━━━ Source data

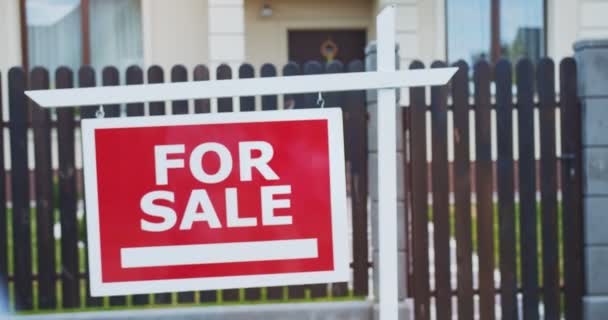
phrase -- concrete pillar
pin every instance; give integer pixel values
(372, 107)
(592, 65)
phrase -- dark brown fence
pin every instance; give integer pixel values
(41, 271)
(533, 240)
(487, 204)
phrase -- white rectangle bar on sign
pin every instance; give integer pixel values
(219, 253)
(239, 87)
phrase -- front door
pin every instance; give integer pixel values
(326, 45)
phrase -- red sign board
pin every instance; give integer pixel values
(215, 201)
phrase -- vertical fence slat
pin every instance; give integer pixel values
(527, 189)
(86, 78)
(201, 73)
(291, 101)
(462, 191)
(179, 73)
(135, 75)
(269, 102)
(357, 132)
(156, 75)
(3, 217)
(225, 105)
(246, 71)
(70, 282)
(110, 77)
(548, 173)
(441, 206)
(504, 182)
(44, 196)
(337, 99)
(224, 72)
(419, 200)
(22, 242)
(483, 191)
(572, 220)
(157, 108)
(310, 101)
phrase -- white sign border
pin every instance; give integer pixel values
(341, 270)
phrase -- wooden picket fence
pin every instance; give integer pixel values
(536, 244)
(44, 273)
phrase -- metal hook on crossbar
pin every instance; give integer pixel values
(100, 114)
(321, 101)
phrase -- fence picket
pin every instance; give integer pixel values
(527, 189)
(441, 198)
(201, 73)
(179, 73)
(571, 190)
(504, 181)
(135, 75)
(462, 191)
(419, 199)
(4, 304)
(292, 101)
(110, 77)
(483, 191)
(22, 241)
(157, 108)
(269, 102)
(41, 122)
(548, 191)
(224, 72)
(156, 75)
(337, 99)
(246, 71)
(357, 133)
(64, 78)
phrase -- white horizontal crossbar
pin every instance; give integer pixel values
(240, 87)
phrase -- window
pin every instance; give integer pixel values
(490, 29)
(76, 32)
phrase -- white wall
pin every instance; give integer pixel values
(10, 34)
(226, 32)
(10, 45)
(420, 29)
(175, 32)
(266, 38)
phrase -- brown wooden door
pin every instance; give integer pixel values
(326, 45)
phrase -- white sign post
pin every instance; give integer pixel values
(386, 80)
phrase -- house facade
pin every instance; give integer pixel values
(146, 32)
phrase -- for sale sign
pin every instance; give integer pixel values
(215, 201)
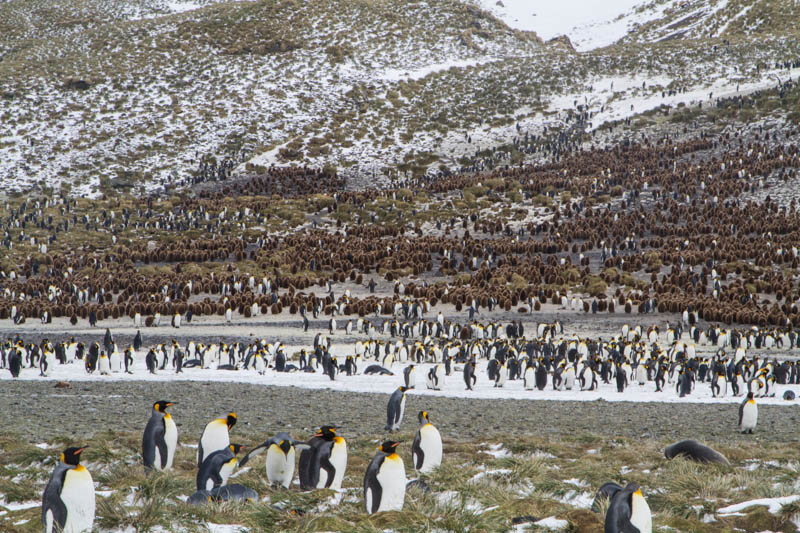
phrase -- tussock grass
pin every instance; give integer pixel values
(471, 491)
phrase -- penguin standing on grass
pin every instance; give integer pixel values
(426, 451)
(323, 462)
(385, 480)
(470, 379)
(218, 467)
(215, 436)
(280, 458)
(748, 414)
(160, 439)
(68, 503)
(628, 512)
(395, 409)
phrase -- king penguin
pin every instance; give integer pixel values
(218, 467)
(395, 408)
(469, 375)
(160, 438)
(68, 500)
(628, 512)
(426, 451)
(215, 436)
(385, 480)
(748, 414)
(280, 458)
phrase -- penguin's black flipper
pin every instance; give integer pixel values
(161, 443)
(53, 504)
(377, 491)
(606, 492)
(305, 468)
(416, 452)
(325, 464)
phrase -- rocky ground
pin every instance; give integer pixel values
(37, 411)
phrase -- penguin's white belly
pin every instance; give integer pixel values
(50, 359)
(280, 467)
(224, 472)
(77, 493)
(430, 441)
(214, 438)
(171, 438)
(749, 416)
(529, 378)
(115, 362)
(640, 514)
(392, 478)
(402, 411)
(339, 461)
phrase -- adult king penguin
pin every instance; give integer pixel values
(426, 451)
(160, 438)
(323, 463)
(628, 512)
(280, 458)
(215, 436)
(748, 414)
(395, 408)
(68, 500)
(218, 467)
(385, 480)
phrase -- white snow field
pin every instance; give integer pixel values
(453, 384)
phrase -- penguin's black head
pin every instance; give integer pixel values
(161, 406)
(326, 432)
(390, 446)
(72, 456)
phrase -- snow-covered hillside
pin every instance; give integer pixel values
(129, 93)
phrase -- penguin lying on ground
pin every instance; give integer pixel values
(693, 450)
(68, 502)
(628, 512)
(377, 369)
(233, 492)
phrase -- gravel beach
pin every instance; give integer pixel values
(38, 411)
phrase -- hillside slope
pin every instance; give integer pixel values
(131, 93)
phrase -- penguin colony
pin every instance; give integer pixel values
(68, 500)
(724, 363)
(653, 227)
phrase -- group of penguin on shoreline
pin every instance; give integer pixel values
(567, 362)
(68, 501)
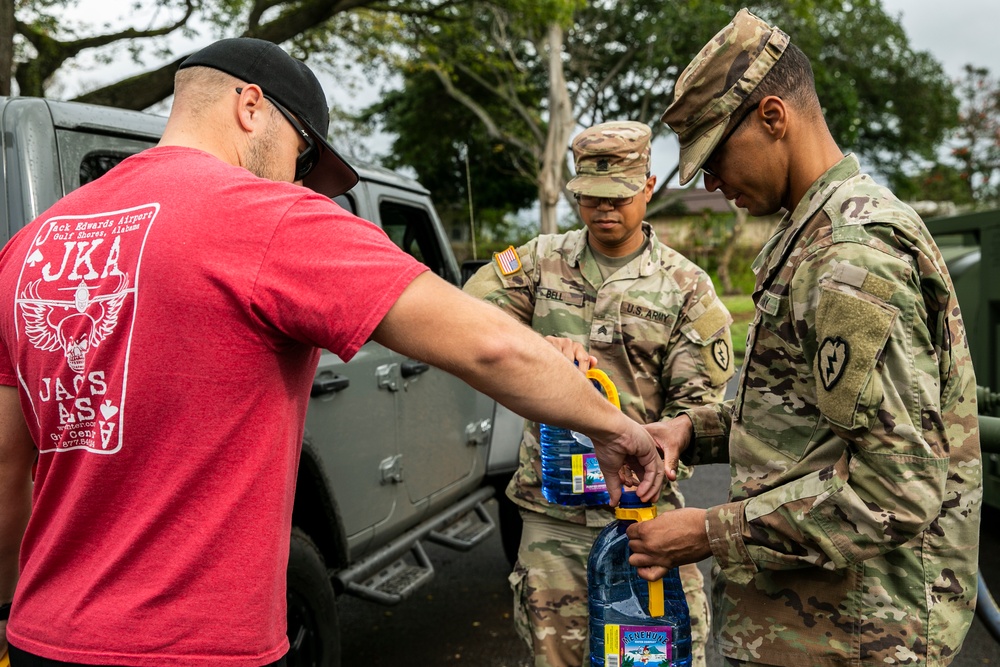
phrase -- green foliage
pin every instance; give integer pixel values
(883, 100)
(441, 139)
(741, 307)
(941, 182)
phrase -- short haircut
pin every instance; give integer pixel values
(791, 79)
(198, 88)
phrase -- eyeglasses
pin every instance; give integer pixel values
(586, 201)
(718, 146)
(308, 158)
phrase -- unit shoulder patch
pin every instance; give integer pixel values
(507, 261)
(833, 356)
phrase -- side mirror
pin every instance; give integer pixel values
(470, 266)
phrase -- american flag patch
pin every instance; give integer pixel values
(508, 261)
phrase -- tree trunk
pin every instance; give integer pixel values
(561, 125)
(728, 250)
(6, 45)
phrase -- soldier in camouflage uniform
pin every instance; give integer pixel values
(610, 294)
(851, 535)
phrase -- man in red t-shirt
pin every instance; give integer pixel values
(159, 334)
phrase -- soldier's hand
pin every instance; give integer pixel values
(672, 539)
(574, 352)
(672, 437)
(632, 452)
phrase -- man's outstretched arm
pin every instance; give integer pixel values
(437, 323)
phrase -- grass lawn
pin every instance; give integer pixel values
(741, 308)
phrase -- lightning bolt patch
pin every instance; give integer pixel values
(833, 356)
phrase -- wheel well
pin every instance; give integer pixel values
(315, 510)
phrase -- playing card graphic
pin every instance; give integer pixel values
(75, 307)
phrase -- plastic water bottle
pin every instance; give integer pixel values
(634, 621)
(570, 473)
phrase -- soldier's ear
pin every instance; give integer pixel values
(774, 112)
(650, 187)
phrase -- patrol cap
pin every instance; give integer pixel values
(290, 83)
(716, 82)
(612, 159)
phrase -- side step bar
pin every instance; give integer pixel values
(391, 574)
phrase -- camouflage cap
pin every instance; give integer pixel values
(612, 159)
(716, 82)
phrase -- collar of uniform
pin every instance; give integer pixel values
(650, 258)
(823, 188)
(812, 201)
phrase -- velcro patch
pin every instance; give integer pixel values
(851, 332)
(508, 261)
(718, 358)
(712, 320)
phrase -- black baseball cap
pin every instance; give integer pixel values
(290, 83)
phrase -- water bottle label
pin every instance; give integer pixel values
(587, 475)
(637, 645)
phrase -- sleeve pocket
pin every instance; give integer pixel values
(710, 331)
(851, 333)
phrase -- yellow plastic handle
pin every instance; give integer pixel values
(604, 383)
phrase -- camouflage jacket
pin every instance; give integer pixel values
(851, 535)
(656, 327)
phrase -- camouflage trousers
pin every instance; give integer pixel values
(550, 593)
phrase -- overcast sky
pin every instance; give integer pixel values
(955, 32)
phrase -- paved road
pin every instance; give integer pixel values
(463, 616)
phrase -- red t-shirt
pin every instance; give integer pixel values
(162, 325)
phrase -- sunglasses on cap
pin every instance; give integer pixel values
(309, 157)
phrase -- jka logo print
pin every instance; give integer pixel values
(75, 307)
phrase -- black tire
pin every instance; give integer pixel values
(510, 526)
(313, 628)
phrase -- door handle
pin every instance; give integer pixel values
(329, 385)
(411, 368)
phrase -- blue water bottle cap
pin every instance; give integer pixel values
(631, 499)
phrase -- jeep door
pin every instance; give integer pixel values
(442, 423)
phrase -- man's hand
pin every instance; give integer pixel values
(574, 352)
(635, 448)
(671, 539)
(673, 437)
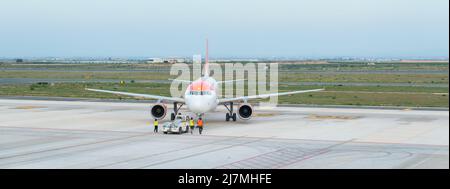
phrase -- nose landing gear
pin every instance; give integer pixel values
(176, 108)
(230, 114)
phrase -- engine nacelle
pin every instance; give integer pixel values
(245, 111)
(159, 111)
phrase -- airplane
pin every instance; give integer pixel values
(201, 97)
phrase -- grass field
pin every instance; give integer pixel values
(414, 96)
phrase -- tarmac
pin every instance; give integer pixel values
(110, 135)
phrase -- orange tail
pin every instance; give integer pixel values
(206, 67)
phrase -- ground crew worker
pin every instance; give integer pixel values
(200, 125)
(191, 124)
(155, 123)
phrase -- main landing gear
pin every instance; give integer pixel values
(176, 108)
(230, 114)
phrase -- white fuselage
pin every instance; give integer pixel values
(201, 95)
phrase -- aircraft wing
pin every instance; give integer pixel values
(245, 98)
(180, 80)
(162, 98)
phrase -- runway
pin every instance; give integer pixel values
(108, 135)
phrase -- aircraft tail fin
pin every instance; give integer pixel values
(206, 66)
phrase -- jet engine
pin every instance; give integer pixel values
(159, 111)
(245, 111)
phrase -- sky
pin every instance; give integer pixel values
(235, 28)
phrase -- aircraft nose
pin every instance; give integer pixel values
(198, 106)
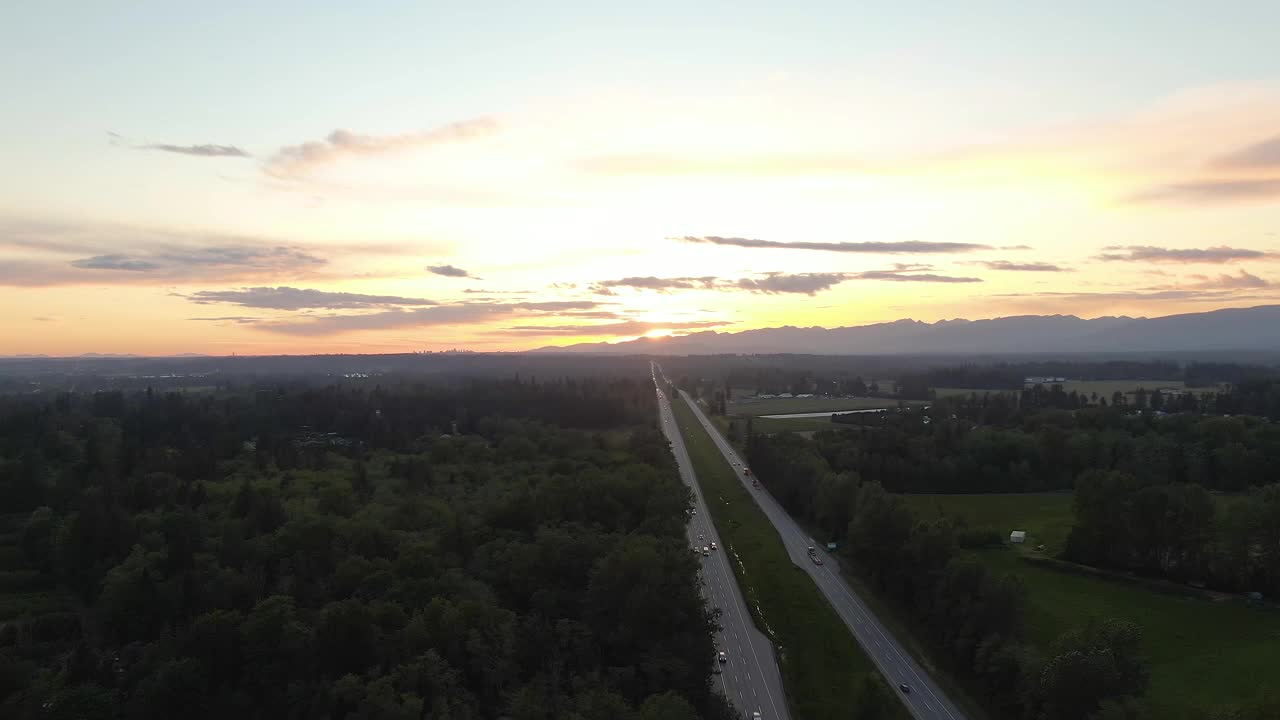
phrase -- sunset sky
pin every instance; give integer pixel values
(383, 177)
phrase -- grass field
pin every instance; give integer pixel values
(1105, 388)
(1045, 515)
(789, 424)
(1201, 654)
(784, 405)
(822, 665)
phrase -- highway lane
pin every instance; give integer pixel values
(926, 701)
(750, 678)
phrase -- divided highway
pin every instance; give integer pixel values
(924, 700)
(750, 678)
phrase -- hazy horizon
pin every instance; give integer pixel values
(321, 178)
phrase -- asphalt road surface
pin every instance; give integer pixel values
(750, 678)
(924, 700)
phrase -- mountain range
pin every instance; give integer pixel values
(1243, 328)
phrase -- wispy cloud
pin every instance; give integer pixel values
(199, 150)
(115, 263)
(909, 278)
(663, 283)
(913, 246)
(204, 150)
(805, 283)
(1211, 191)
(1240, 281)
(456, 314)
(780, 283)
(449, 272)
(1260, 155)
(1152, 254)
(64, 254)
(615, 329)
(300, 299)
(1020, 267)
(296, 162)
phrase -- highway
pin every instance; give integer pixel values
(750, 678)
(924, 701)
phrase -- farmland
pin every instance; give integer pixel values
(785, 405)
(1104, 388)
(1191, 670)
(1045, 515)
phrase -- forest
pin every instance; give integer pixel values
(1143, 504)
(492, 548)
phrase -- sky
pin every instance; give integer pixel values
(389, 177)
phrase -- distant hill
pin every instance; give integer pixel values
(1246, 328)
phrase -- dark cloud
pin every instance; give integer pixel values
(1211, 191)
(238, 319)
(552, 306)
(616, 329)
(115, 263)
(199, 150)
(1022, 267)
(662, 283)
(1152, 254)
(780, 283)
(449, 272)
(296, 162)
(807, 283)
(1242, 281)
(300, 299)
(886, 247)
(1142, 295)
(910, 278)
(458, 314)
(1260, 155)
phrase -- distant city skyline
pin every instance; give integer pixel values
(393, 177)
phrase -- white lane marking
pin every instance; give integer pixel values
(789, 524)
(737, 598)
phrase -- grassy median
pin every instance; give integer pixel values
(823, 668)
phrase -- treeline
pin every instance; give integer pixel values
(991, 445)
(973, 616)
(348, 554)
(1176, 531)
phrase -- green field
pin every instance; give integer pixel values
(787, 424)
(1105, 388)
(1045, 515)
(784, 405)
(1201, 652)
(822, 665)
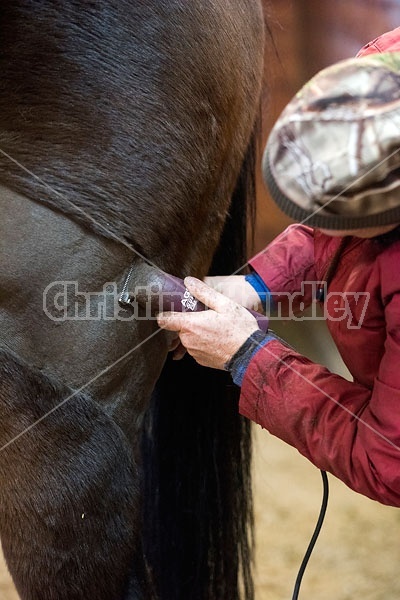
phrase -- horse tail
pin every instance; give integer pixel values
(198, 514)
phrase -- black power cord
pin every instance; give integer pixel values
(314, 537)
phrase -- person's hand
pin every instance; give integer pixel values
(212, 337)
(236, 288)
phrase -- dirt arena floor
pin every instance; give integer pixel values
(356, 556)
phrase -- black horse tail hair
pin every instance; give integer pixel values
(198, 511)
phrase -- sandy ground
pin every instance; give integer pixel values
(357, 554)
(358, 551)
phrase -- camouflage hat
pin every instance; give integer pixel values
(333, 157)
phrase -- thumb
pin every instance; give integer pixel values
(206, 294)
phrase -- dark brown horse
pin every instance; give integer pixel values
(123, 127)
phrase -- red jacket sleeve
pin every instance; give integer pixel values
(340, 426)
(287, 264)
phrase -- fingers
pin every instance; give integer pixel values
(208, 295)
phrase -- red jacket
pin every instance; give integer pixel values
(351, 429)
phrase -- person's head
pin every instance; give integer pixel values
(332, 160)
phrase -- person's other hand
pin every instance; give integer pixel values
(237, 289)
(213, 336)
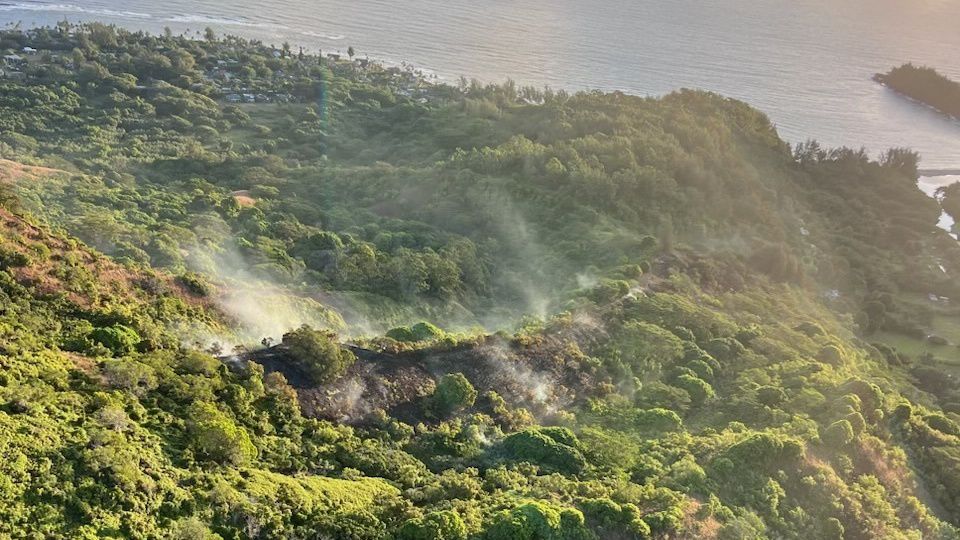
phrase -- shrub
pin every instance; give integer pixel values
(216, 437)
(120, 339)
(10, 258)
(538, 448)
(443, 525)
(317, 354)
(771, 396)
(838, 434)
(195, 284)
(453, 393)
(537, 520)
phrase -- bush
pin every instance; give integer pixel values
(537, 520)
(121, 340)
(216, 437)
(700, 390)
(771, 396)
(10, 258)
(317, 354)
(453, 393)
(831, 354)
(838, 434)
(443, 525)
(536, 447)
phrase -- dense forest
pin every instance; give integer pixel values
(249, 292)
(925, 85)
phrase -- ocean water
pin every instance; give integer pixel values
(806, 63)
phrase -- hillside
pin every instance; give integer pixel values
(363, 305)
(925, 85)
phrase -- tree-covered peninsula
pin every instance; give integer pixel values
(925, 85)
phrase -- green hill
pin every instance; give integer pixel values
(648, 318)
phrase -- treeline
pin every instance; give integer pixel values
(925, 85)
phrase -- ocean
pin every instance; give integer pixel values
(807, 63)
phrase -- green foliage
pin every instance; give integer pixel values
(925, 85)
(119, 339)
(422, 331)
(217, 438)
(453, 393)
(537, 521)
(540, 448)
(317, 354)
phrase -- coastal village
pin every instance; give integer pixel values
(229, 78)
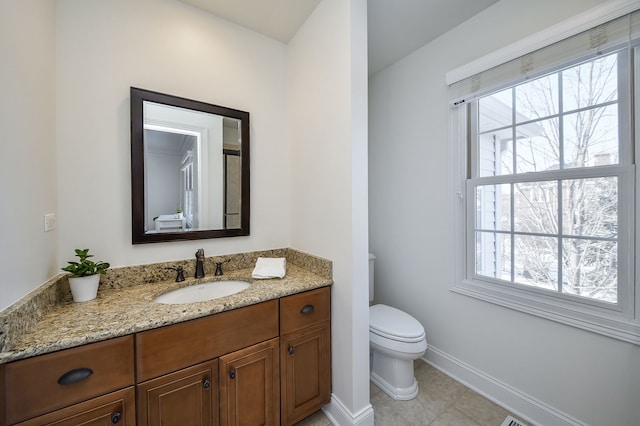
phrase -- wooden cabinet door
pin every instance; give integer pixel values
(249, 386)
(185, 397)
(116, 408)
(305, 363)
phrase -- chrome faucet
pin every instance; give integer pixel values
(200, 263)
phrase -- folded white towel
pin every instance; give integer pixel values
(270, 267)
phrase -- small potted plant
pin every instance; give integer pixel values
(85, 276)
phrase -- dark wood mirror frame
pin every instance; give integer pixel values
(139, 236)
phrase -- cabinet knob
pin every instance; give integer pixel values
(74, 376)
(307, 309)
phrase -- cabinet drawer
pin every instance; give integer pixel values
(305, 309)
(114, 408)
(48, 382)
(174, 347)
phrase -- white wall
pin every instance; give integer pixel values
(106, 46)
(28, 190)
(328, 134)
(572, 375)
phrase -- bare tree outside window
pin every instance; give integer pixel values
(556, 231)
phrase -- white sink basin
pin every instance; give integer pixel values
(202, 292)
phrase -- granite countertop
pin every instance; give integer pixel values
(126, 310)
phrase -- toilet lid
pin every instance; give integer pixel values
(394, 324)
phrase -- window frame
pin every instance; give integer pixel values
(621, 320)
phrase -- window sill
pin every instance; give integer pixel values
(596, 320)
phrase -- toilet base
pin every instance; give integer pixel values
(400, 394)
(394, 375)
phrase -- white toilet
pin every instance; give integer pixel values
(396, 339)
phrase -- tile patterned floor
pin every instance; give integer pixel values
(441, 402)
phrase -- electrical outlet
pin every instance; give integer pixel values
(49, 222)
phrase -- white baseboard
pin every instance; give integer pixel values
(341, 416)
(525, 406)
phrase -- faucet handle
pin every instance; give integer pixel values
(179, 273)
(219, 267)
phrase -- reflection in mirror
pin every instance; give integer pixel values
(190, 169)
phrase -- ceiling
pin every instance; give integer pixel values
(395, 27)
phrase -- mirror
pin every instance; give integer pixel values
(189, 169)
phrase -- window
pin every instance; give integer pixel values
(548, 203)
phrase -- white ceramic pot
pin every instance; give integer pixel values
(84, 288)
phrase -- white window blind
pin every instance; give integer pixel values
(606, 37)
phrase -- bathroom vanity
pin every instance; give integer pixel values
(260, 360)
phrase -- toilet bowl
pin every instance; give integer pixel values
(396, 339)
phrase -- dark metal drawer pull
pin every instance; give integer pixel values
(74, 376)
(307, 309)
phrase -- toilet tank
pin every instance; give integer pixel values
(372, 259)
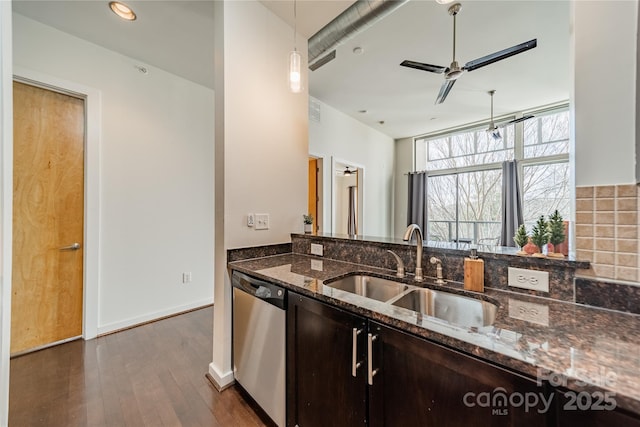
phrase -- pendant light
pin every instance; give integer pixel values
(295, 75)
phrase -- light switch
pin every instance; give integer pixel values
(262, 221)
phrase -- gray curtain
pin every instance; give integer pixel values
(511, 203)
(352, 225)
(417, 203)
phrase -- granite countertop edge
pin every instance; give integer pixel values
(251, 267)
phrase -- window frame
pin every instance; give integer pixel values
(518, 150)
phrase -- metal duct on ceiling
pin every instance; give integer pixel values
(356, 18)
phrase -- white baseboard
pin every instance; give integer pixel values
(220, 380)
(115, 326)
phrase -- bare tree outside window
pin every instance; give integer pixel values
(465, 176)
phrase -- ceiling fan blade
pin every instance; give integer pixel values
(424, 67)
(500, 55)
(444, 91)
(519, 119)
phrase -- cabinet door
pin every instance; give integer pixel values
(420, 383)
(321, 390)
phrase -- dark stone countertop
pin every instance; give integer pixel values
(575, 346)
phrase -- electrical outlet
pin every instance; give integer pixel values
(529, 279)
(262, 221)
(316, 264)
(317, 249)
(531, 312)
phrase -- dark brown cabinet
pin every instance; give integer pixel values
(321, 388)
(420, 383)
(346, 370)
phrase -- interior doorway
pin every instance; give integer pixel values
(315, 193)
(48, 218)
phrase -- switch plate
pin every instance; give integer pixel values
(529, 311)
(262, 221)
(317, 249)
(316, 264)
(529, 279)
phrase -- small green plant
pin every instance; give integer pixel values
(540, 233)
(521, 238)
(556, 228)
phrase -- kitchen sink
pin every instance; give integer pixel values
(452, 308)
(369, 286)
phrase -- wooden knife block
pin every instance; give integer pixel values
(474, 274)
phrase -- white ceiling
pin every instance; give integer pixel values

━━━━━━

→ Task to complete
Could you change "farmland" to "cropland" in the records from the line with "phrase -- sunset sky" to the line with "(1246, 328)", leaving everything else unchanged and returning only those lines?

→ Exercise output
phrase -- sunset sky
pin every instance; give integer pixel values
(383, 177)
phrase -- grass field
pin every instance; give integer pixel values
(1105, 388)
(1045, 515)
(789, 424)
(1201, 654)
(784, 405)
(822, 665)
phrase -- highway lane
pin every instance; give integer pixel values
(926, 701)
(750, 678)
phrase -- divided highway
pin every instance; give integer pixel values
(924, 700)
(750, 678)
phrase -- hazy horizon
pin every instance; give integer pixel values
(321, 178)
phrase -- asphalt road surface
pin every instance; give integer pixel values
(750, 678)
(924, 700)
phrase -- mountain range
pin every instance; give integer pixel values
(1243, 328)
phrase -- wispy cloud
pin every instance; give integer pixel values
(199, 150)
(115, 263)
(909, 278)
(663, 283)
(913, 246)
(204, 150)
(805, 283)
(1211, 191)
(1240, 281)
(456, 314)
(780, 283)
(449, 272)
(1260, 155)
(1152, 254)
(64, 254)
(615, 329)
(300, 299)
(1020, 267)
(296, 162)
phrase -- highway
pin every instance; give integer pixel values
(750, 678)
(924, 701)
phrase -- cropland
pin every instance; give integer pixel values
(785, 405)
(1104, 388)
(1191, 670)
(1045, 515)
phrase -- forest
pin every instance; give integer pixel values
(1143, 504)
(492, 548)
phrase -- sky
pin every instance; give integer pixel values
(389, 177)
phrase -- distant hill
pin every instance; give integer pixel values
(1246, 328)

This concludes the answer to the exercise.